INSTRUCTIONS FOR THE TASK: Each record that follows is to be transcribed exactly, excluding its images.

Segment Start: MATERIAL FOR THE TASK

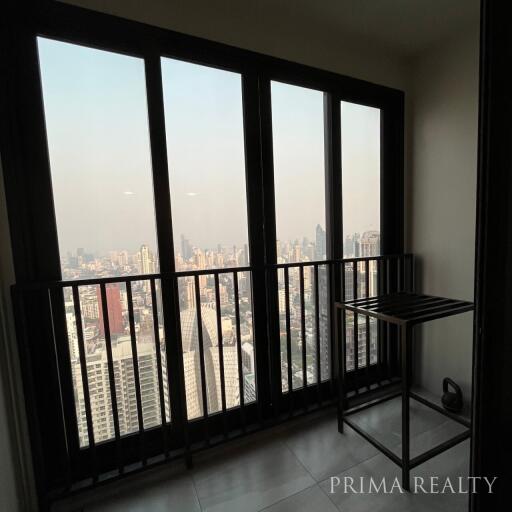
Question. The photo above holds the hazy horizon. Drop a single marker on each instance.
(97, 126)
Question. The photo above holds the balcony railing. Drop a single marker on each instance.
(153, 367)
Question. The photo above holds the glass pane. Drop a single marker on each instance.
(360, 153)
(205, 144)
(299, 174)
(360, 150)
(97, 128)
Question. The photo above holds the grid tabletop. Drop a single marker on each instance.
(406, 308)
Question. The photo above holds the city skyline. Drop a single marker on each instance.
(99, 148)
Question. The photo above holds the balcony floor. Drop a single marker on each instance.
(288, 468)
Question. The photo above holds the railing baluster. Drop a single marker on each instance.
(239, 351)
(317, 337)
(303, 336)
(111, 375)
(221, 354)
(288, 338)
(201, 359)
(367, 369)
(356, 322)
(156, 334)
(400, 268)
(367, 277)
(85, 380)
(57, 359)
(388, 326)
(136, 375)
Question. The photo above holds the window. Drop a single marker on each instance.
(361, 174)
(97, 129)
(204, 129)
(360, 153)
(205, 144)
(299, 174)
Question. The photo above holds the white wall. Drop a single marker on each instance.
(441, 210)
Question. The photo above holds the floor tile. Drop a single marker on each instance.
(250, 478)
(323, 450)
(431, 438)
(384, 421)
(452, 463)
(176, 493)
(312, 499)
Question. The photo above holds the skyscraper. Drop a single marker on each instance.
(114, 308)
(320, 249)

Segment End: MATERIAL FOR THE TASK

EXERCISE ANSWER:
Question. The photo above holds the hazy horizon. Drop a single marker on each instance.
(97, 126)
Question. The photo above holds the balcony railing. Drop a single marker on each instance.
(153, 367)
Question. The photo above holds the glass pane. Drop a single marker on each instance.
(360, 153)
(205, 144)
(299, 174)
(360, 150)
(97, 128)
Question. The photo above holds the grid tabletop. Drop a single marker on each instance.
(406, 308)
Question. The photo above holds the city skyline. Drop a single marker on each instance.
(99, 148)
Question. The photo above holds the balcony floor. Drop a single marker on each instance.
(288, 468)
Question. The photo above holds the railing baluster. Drop a single marker on each instance.
(239, 351)
(317, 337)
(303, 336)
(111, 375)
(221, 354)
(288, 338)
(201, 359)
(367, 369)
(356, 322)
(156, 334)
(400, 268)
(367, 277)
(85, 380)
(57, 359)
(388, 326)
(136, 375)
Question. The photo above holds the window. Drop a single marker on each instance.
(361, 174)
(97, 129)
(204, 129)
(360, 153)
(205, 144)
(299, 174)
Question. The photo above holds the white wall. Drop a single marker on each instance.
(441, 210)
Question. The photo above holds the floor tile. Drop a single marker on each instance.
(250, 478)
(323, 450)
(431, 438)
(384, 421)
(452, 463)
(176, 493)
(312, 499)
Question. The photo above holds the skyscraper. Drop a single marker on each instance.
(114, 308)
(320, 249)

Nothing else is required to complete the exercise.